Point labeling examples
⟨

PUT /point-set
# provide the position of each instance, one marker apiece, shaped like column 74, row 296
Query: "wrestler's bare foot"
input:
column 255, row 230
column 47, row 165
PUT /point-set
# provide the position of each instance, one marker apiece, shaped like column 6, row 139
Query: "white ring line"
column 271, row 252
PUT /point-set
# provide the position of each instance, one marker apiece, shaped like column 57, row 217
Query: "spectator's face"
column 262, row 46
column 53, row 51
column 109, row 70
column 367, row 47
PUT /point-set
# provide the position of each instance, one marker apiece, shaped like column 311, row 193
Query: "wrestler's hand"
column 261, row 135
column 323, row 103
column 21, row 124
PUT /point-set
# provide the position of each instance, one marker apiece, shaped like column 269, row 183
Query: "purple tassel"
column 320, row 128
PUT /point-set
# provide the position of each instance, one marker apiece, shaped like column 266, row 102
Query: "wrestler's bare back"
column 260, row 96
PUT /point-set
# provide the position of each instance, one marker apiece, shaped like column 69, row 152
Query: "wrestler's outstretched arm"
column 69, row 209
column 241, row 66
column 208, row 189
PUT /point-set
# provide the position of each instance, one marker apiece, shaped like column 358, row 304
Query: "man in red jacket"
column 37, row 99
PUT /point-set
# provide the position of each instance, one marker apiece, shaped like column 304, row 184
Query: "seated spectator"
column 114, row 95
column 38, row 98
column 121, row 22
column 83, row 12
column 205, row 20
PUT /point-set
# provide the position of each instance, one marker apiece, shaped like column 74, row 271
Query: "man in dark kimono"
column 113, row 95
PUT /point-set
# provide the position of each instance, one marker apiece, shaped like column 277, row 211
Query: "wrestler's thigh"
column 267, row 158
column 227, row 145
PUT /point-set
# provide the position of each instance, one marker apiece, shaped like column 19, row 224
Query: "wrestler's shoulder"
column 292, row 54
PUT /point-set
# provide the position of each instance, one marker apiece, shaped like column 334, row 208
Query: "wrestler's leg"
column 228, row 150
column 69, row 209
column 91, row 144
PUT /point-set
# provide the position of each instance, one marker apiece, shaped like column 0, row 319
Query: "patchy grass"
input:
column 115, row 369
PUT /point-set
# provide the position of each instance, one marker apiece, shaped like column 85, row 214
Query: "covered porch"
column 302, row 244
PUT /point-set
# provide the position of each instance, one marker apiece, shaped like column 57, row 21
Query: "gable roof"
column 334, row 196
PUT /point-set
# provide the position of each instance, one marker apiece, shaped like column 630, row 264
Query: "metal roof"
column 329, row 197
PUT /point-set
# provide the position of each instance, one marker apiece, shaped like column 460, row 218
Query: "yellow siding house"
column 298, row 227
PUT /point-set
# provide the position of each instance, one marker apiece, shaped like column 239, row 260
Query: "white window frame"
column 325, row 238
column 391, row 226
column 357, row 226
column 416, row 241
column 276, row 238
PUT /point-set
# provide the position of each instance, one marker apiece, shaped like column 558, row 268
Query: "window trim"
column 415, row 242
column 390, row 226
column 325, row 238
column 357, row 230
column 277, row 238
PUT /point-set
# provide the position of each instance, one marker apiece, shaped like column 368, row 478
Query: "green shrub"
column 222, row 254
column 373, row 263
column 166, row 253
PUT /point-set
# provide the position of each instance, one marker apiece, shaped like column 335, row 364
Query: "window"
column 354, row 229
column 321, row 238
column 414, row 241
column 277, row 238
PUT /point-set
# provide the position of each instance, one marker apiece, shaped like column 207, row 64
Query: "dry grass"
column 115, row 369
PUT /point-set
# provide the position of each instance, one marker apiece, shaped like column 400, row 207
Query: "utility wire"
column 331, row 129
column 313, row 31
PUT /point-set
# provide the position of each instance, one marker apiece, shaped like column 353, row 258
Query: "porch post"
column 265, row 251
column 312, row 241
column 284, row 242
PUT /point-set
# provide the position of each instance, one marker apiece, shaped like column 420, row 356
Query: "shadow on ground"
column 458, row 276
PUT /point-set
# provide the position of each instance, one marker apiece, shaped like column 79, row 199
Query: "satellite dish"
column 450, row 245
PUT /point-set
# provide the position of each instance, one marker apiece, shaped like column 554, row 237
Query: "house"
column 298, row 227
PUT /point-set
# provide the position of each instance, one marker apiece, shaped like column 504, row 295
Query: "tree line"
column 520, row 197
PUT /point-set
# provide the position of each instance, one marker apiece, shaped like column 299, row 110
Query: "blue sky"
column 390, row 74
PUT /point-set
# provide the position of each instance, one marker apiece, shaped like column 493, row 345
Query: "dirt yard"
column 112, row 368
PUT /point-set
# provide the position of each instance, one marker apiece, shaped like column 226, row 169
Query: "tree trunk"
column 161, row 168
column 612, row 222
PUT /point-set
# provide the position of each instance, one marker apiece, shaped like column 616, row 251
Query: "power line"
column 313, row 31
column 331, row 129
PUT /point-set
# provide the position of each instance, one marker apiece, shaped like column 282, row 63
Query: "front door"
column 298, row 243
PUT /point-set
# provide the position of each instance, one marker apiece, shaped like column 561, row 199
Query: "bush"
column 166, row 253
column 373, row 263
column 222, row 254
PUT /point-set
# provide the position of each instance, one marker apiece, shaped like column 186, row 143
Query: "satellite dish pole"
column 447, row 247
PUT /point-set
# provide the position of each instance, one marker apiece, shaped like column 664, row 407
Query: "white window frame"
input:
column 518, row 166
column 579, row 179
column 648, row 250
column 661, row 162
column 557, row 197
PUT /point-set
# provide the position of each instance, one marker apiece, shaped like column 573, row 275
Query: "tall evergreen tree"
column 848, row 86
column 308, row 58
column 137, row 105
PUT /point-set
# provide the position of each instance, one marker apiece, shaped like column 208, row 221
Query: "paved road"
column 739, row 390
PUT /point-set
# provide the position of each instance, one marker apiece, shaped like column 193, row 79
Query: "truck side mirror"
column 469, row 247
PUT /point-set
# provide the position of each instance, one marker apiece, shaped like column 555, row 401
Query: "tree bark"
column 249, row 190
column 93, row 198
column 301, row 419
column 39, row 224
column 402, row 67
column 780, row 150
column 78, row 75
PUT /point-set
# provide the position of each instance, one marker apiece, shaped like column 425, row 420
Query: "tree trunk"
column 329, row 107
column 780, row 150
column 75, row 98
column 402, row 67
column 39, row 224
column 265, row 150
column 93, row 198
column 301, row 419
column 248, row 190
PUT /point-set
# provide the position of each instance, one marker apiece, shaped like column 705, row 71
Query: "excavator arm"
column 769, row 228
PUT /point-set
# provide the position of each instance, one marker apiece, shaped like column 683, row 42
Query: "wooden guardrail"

⟩

== WHAT YOU WILL DO ==
Transcribe every row above without changing a single character.

== ANSWER TO THE EXERCISE ==
PUT /point-set
# provide the position of each instance, one marker apiece, shaped like column 74, row 296
Query: "wrestler's bare foot"
input:
column 255, row 230
column 47, row 165
PUT /point-set
# provide the position of each instance, one marker apiece, shaped like column 6, row 139
Query: "white ring line"
column 271, row 252
PUT /point-set
# provide the position of each instance, one marker apiece, shaped like column 57, row 217
Query: "spectator's face"
column 262, row 46
column 53, row 51
column 109, row 70
column 367, row 47
PUT /point-set
# provide the position of each instance, one marker apiece, shaped like column 311, row 193
Query: "wrestler's hand"
column 261, row 135
column 323, row 103
column 21, row 124
PUT /point-set
# provide the position of each instance, one marker apiece, shaped like column 269, row 183
Query: "purple tassel"
column 320, row 128
PUT /point-set
# provide the position of each instance, one marker apiece, shaped like column 266, row 102
Query: "wrestler's bare back"
column 260, row 96
PUT /point-set
# provide the position of each instance, one marker apiece, shaped like column 69, row 152
Query: "wrestler's outstretched arm"
column 69, row 209
column 241, row 66
column 208, row 189
PUT /point-set
# provide the position of each instance, one marker apiece, shaped like column 358, row 304
Query: "man in red jacket"
column 37, row 99
PUT /point-set
# provide the position of each instance, one marker apiece, shaped like column 304, row 184
Query: "seated spectator"
column 114, row 95
column 38, row 98
column 121, row 22
column 83, row 12
column 205, row 20
PUT /point-set
# provide the position of each instance, one marker apiece, shaped like column 74, row 271
Query: "man in dark kimono"
column 113, row 95
PUT /point-set
# provide the position of each instance, one marker apiece, shaped like column 277, row 211
Query: "wrestler's thigh"
column 267, row 158
column 227, row 145
PUT /point-set
# provide the position of each instance, one marker apiece, shaped like column 19, row 224
Query: "wrestler's shoulder"
column 292, row 54
PUT /point-set
# provide the position of each instance, one marker apiece, shaped like column 334, row 208
Query: "wrestler's leg"
column 228, row 150
column 69, row 209
column 91, row 144
PUT /point-set
# provide the position of each instance, one marker apiece, shaped like column 0, row 319
Query: "patchy grass"
input:
column 115, row 369
PUT /point-set
# provide the position of each instance, one marker apiece, shaped like column 85, row 214
Query: "covered porch"
column 302, row 244
PUT /point-set
# provide the position of each instance, one marker apiece, shaped like column 57, row 21
Query: "gable roof"
column 334, row 196
PUT /point-set
# provide the position of each instance, one marker apiece, shaped like column 630, row 264
Query: "metal roof"
column 329, row 197
PUT /point-set
# provide the position of each instance, one marker apiece, shaped like column 460, row 218
Query: "yellow siding house"
column 298, row 227
PUT /point-set
# provide the position of each instance, one marker apiece, shaped like column 239, row 260
Query: "white window frame"
column 325, row 238
column 391, row 226
column 357, row 226
column 416, row 241
column 276, row 238
PUT /point-set
# provide the position of each instance, one marker apiece, shaped like column 558, row 268
Query: "window trim"
column 415, row 242
column 390, row 226
column 325, row 238
column 357, row 230
column 277, row 238
PUT /point-set
# provide the position of each instance, one marker apiece, shaped like column 368, row 478
Query: "green shrub"
column 222, row 254
column 373, row 263
column 166, row 253
PUT /point-set
# provide the position of each instance, one marker apiece, shaped like column 335, row 364
Query: "window"
column 354, row 229
column 321, row 238
column 414, row 241
column 277, row 238
PUT /point-set
# provide the position of each instance, one marker apiece, shaped like column 207, row 64
Query: "dry grass"
column 115, row 369
PUT /point-set
# provide the position of each instance, one marker apiece, shaped like column 400, row 207
Query: "utility wire"
column 331, row 129
column 313, row 31
PUT /point-set
# provide the position of each instance, one marker apiece, shaped like column 353, row 258
Query: "porch post"
column 265, row 251
column 312, row 241
column 284, row 242
PUT /point-set
# provide the position of each instance, one marker apiece, shaped like column 420, row 356
Query: "shadow on ground"
column 458, row 276
PUT /point-set
# provide the position of each instance, one marker apiece, shaped like column 79, row 199
Query: "satellite dish"
column 450, row 245
PUT /point-set
# provide the position of each instance, one marker apiece, shaped like column 554, row 237
Query: "house"
column 298, row 227
PUT /point-set
# provide the position of each instance, one marker apiece, shaped like column 504, row 295
Query: "tree line"
column 520, row 197
PUT /point-set
# provide the position of each instance, one marker apiece, shaped like column 299, row 110
Query: "blue sky"
column 390, row 74
PUT /point-set
# provide the position of each instance, one marker apiece, shaped like column 493, row 345
Query: "dirt yard"
column 112, row 368
PUT /point-set
# provide the position of each instance, one marker apiece, shaped like column 226, row 169
Query: "tree trunk"
column 161, row 168
column 612, row 222
PUT /point-set
# provide the position of each instance, one marker apiece, shaped like column 616, row 251
Query: "power line"
column 313, row 31
column 331, row 129
PUT /point-set
# provide the position of each instance, one marker apiece, shaped like column 282, row 63
Query: "front door"
column 298, row 243
PUT /point-set
# provide the position of each instance, one marker apiece, shaped like column 561, row 199
Query: "bush"
column 166, row 253
column 373, row 263
column 222, row 254
PUT /point-set
# provide the position of each instance, one marker apiece, shaped like column 186, row 143
Query: "satellite dish pole"
column 447, row 247
PUT /point-set
# provide the position of each instance, one marker apiece, shaped like column 664, row 407
Query: "white window frame"
input:
column 518, row 166
column 579, row 179
column 648, row 250
column 661, row 162
column 557, row 197
PUT /point-set
# provide the position of each instance, one marker apiece, shaped like column 573, row 275
Query: "tall evergreen tree"
column 848, row 86
column 308, row 58
column 137, row 105
PUT /point-set
# provide the position of each instance, one marker apiece, shaped like column 208, row 221
Query: "paved road"
column 739, row 390
PUT /point-set
# provide the position of each instance, one marker apiece, shaped like column 193, row 79
Query: "truck side mirror"
column 469, row 247
PUT /point-set
# provide the position of each instance, one marker apiece, shaped like column 555, row 401
Query: "tree bark"
column 249, row 190
column 93, row 198
column 301, row 419
column 39, row 224
column 402, row 67
column 780, row 150
column 78, row 75
PUT /point-set
# provide the position of each instance, one marker apiece, shaped like column 425, row 420
Query: "tree trunk"
column 329, row 107
column 780, row 150
column 75, row 98
column 402, row 67
column 39, row 224
column 265, row 150
column 93, row 198
column 301, row 419
column 248, row 190
PUT /point-set
# provide the position of each instance, one marker apiece, shaped like column 705, row 71
Query: "excavator arm"
column 769, row 228
PUT /point-set
# provide the position of each instance, one marker apiece, shaped like column 683, row 42
Query: "wooden guardrail"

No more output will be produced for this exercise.